# cement board



## high rate of speed (Jan 4, 2008)

Good luck in Cali.I always thought most of it came out of Texas. Good luck though.


----------



## RAK (May 2, 2010)

Last units I got came from cali. Half the cost of what I get here in WA.


----------



## marshmasterpat (Jun 26, 2013)

Are ya'll talking about hardi-board/plank?


----------



## Dan P (Oct 29, 2014)

home depot ?


----------



## RAK (May 2, 2010)

HDO plywood


----------



## Barhopper (Mar 5, 2015)

Been using HDO also. Be prepared to pay though. Big price jump here in FL. I think they're cheaper from a local bee supply right now.


----------



## Mbeck (Apr 27, 2011)

Where do you buy yours? 
Is there a place near Ocala that carries it?


----------



## Barhopper (Mar 5, 2015)
━━━━━━━━━━━━━━━━
**Directives**
1 - Reproduce word for word the part of the cement board thread from "Last units I" to "talking about hardi-board/plank?".
2 - Write the next part of the cement board thread, picking up right after its final line.

(Image box annotation records)
━━━━━━━━━━━━━━━━
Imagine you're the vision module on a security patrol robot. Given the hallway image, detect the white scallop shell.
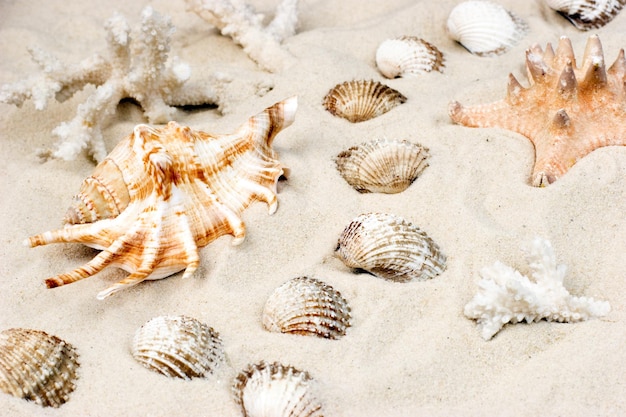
[233,362,322,417]
[335,139,429,194]
[447,0,528,56]
[336,213,446,282]
[132,316,225,379]
[376,36,444,78]
[0,329,79,404]
[263,277,350,339]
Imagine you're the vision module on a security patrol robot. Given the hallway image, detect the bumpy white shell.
[132,316,225,379]
[0,329,79,404]
[324,80,406,123]
[336,213,446,282]
[376,36,444,78]
[335,139,429,194]
[233,362,322,417]
[447,0,528,56]
[263,277,350,339]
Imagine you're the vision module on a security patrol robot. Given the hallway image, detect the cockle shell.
[263,277,350,339]
[233,361,322,417]
[26,97,297,299]
[0,329,79,408]
[324,80,406,123]
[335,139,429,194]
[376,36,444,78]
[447,0,528,56]
[335,213,446,282]
[545,0,626,30]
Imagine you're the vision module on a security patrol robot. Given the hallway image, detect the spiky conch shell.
[25,97,297,299]
[0,328,79,408]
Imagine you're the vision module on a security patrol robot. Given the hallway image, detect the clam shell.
[0,329,79,408]
[324,80,406,123]
[336,213,446,282]
[447,0,528,56]
[233,362,322,417]
[132,316,225,379]
[376,36,444,78]
[263,277,350,339]
[335,139,429,194]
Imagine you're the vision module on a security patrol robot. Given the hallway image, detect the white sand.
[0,0,626,417]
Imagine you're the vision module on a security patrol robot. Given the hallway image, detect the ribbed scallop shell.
[336,213,446,282]
[376,36,444,78]
[233,362,322,417]
[263,277,350,339]
[447,0,528,56]
[0,329,79,408]
[324,80,406,123]
[335,139,429,194]
[132,316,225,379]
[545,0,626,30]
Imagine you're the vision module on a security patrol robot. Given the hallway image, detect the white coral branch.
[464,238,610,340]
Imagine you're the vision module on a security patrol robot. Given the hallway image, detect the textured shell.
[233,362,322,417]
[447,0,528,56]
[335,139,429,194]
[263,277,350,339]
[376,36,444,78]
[545,0,626,30]
[132,316,225,379]
[0,329,79,408]
[324,80,406,123]
[336,213,446,282]
[26,97,297,299]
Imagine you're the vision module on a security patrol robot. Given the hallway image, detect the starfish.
[448,35,626,187]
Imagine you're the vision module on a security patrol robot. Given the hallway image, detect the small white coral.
[465,238,611,340]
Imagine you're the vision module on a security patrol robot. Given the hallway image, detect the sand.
[0,0,626,417]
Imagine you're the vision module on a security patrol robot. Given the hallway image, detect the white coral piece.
[465,237,611,340]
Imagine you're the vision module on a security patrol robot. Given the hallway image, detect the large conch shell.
[25,97,297,299]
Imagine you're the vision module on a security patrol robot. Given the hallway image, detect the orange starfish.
[448,35,626,187]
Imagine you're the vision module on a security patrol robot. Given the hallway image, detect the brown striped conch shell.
[26,97,297,299]
[263,277,350,339]
[0,329,79,404]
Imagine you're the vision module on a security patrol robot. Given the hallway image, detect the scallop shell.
[376,36,444,78]
[545,0,626,30]
[447,0,528,56]
[233,361,322,417]
[336,213,446,282]
[335,139,429,194]
[0,329,79,408]
[263,277,350,339]
[324,80,406,123]
[132,316,225,379]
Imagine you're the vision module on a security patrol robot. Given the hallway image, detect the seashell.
[233,361,322,417]
[324,80,406,123]
[0,329,79,408]
[447,0,528,56]
[335,213,446,282]
[376,36,444,78]
[132,316,225,379]
[335,139,430,194]
[545,0,626,30]
[25,97,297,299]
[263,277,350,339]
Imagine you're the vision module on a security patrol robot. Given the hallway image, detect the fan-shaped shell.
[233,362,322,417]
[0,329,79,408]
[132,316,225,379]
[324,80,406,123]
[376,36,444,78]
[263,277,350,339]
[335,139,429,194]
[447,0,528,56]
[336,213,446,282]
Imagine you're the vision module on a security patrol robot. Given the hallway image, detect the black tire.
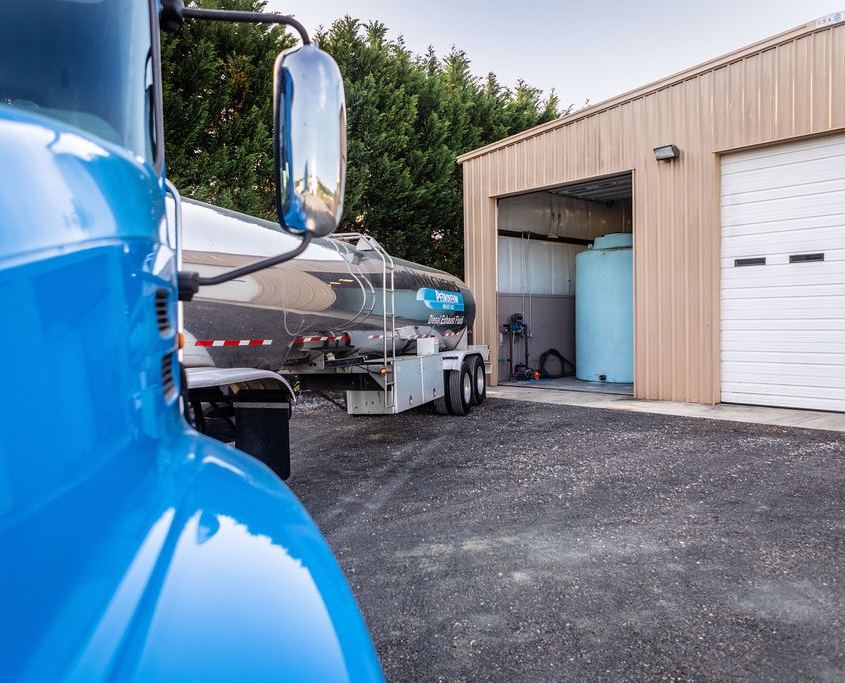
[470,356,487,406]
[446,361,472,415]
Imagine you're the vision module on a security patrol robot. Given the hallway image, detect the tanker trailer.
[181,199,491,468]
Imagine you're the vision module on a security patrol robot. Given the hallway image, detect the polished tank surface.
[182,199,475,370]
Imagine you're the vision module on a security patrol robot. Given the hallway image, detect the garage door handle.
[734,256,766,268]
[789,254,824,263]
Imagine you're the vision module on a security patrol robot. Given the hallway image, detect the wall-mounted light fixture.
[654,145,681,161]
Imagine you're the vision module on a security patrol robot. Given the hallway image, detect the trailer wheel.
[448,361,472,415]
[470,356,487,406]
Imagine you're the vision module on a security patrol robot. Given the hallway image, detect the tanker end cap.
[273,45,346,237]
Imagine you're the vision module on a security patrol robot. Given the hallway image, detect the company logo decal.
[417,288,464,311]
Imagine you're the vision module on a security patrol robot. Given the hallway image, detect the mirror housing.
[273,44,346,237]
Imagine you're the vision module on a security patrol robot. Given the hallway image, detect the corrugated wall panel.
[460,24,845,403]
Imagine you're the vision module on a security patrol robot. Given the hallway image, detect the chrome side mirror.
[273,44,346,237]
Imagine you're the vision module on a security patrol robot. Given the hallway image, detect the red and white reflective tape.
[194,339,273,346]
[293,334,349,344]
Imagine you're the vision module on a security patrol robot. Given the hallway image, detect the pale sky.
[265,0,845,109]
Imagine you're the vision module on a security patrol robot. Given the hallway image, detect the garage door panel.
[722,385,845,412]
[722,156,845,192]
[723,328,845,357]
[722,136,845,178]
[723,272,845,294]
[721,135,845,410]
[722,190,845,227]
[725,364,845,392]
[726,316,845,332]
[722,224,845,256]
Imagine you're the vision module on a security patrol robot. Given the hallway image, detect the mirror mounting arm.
[178,232,311,301]
[162,0,311,45]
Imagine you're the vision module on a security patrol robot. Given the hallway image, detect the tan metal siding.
[459,24,845,403]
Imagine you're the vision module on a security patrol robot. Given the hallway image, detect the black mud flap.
[233,389,291,479]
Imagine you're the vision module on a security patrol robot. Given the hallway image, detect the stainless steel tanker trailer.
[180,199,491,474]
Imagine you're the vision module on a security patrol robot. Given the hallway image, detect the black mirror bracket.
[160,0,311,45]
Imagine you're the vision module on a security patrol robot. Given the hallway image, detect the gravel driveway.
[288,398,845,681]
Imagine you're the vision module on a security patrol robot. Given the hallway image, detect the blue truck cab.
[0,0,382,681]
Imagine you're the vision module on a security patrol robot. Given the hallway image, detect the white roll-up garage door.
[721,135,845,411]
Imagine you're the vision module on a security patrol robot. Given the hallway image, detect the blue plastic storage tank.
[575,233,634,382]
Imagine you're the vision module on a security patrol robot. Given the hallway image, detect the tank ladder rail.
[332,233,397,409]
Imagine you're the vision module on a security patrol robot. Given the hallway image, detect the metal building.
[458,13,845,411]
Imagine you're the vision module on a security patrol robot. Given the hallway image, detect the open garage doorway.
[497,173,633,394]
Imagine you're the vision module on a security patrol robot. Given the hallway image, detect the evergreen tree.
[162,0,560,275]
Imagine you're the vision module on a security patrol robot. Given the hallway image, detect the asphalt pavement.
[288,388,845,681]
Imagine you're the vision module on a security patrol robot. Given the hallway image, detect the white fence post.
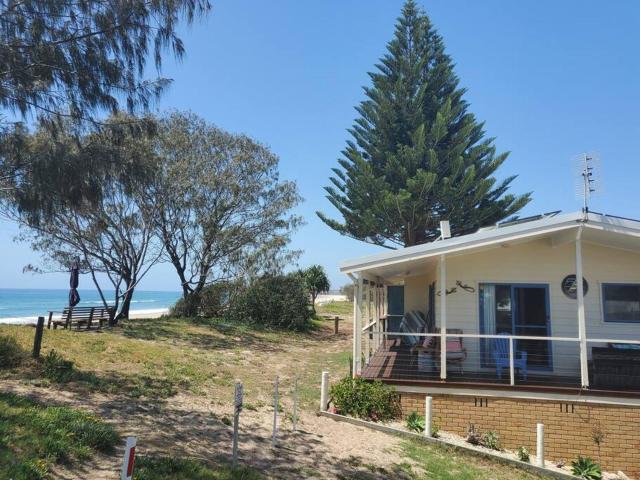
[509,336,516,385]
[320,372,329,412]
[424,397,433,437]
[536,423,544,468]
[120,437,136,480]
[231,382,244,468]
[271,376,279,447]
[292,375,298,432]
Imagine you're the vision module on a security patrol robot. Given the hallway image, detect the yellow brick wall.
[400,393,640,478]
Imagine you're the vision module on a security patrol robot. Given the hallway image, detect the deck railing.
[361,321,640,392]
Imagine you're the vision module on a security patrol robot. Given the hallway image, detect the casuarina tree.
[318,0,530,248]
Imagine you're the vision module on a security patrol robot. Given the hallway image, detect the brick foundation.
[400,392,640,478]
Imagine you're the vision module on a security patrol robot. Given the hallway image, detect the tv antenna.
[576,153,600,214]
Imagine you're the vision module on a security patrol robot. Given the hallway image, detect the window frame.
[600,282,640,325]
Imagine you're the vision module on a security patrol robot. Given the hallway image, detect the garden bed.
[320,412,578,480]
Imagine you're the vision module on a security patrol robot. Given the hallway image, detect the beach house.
[341,212,640,475]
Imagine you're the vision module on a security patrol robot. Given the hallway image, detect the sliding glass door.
[480,283,552,369]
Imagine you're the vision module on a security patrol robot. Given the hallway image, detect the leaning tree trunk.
[115,281,135,324]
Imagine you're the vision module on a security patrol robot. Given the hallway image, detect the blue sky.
[0,0,640,290]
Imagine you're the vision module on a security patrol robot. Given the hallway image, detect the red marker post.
[120,437,136,480]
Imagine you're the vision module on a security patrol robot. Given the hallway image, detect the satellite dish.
[440,220,451,240]
[575,153,602,213]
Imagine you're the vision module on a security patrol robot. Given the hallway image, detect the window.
[602,283,640,323]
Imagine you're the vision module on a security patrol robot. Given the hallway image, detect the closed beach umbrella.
[69,259,80,307]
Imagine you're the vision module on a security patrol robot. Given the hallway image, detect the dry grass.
[0,318,349,405]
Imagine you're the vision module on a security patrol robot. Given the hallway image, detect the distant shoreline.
[0,308,169,325]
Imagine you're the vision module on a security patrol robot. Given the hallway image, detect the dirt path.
[2,381,399,480]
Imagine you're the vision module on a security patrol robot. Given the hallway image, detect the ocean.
[0,288,181,323]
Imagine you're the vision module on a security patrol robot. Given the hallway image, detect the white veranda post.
[576,227,589,388]
[440,255,447,380]
[352,274,362,377]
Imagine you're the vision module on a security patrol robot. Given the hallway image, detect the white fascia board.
[340,212,640,273]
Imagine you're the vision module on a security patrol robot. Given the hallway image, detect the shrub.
[331,377,400,420]
[0,336,26,368]
[482,432,500,450]
[516,446,530,463]
[571,456,602,480]
[169,282,241,318]
[225,273,313,330]
[407,412,425,433]
[467,423,482,445]
[42,350,74,383]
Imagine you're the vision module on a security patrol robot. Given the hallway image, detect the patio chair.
[493,333,527,380]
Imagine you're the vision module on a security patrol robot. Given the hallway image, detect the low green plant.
[0,393,120,480]
[42,350,74,383]
[466,423,482,445]
[224,273,313,330]
[0,335,27,369]
[516,446,530,463]
[481,431,500,450]
[571,456,602,480]
[330,376,400,422]
[406,412,425,433]
[133,457,263,480]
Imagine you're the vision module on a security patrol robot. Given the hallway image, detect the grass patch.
[0,393,119,480]
[401,441,548,480]
[316,302,353,317]
[133,457,264,480]
[0,317,350,408]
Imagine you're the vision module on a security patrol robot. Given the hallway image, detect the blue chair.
[493,333,527,380]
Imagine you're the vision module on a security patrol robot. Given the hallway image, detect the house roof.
[340,212,640,282]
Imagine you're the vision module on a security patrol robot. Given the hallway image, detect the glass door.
[512,285,551,368]
[480,284,552,368]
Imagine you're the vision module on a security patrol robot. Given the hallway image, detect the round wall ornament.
[562,275,589,300]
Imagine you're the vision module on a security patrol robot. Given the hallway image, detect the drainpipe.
[440,255,447,380]
[576,225,589,388]
[349,273,362,377]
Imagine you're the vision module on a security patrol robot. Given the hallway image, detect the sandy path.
[0,381,408,480]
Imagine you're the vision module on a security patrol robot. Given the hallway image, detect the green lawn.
[316,302,353,317]
[0,393,119,480]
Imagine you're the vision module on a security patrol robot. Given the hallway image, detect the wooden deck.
[361,340,640,397]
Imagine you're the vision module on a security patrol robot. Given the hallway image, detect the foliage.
[0,393,119,480]
[133,456,263,480]
[516,446,530,463]
[225,273,313,330]
[406,412,425,433]
[571,456,602,480]
[300,265,331,313]
[330,376,400,420]
[467,423,482,445]
[318,0,530,247]
[0,0,210,124]
[0,117,159,318]
[340,283,354,302]
[148,113,301,298]
[170,281,242,318]
[42,350,74,383]
[481,431,501,450]
[0,335,27,369]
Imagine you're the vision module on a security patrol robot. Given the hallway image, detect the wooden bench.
[47,307,115,330]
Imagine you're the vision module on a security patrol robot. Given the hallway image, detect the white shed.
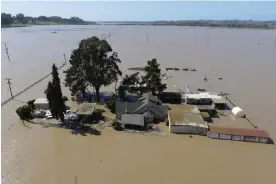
[34,98,49,110]
[232,107,245,118]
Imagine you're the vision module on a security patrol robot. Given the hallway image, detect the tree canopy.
[65,36,122,102]
[142,58,167,95]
━━━━━━━━━━━━━━━━
**Task-by-task results**
1 -
Last units I got came from cali. Half the cost of what I get here in WA.


----------



## marshmasterpat (Jun 26, 2013)

Are ya'll talking about hardi-board/plank?

2 -
Yes. I get it from Tibbets Lumber on Baseline Rd. They get it from Dixie Plywood. Last sheet was close to $100


----------



## Mbeck (Apr 27, 2011)

Barhopper said:


> Yes. I get it from Tibbets Lumber on Baseline Rd. They get it from Dixie Plywood. Last sheet was close to $100


Thx
That's a bit too pricy to be practical


----------



## Barhopper (Mar 5, 2015)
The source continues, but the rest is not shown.